Without the pictures, set down every line of the data exactly.

##########

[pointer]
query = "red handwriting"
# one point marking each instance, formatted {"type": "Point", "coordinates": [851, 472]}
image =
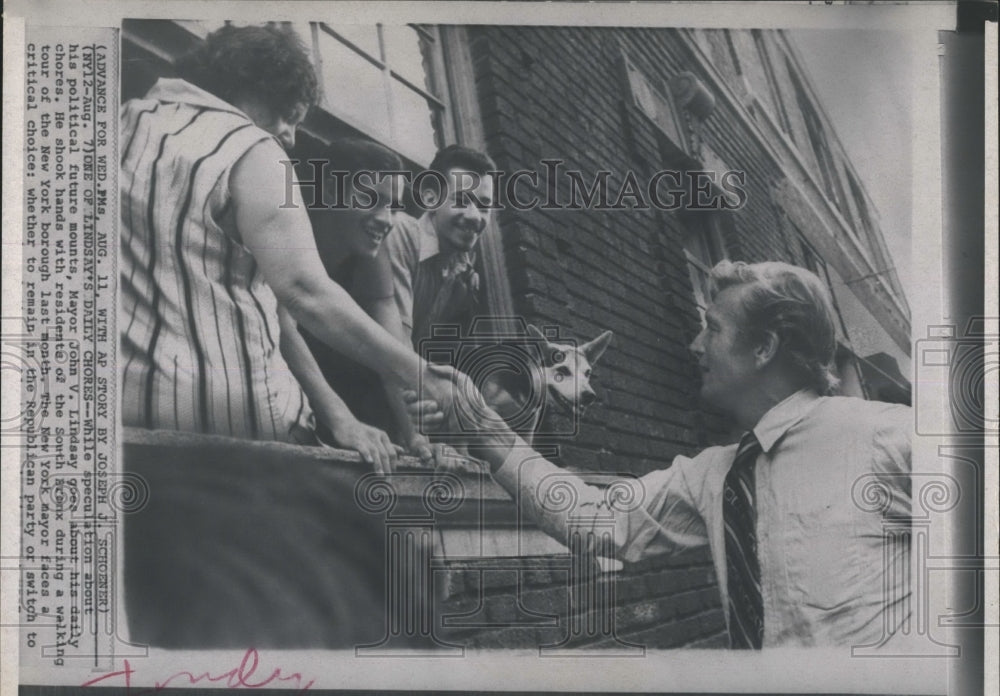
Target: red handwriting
{"type": "Point", "coordinates": [239, 677]}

##########

▶ **ANSWER SECTION**:
[pointer]
query = "red handwriting"
# one point marking each instance, formatted {"type": "Point", "coordinates": [851, 472]}
image =
Target: red handwriting
{"type": "Point", "coordinates": [239, 677]}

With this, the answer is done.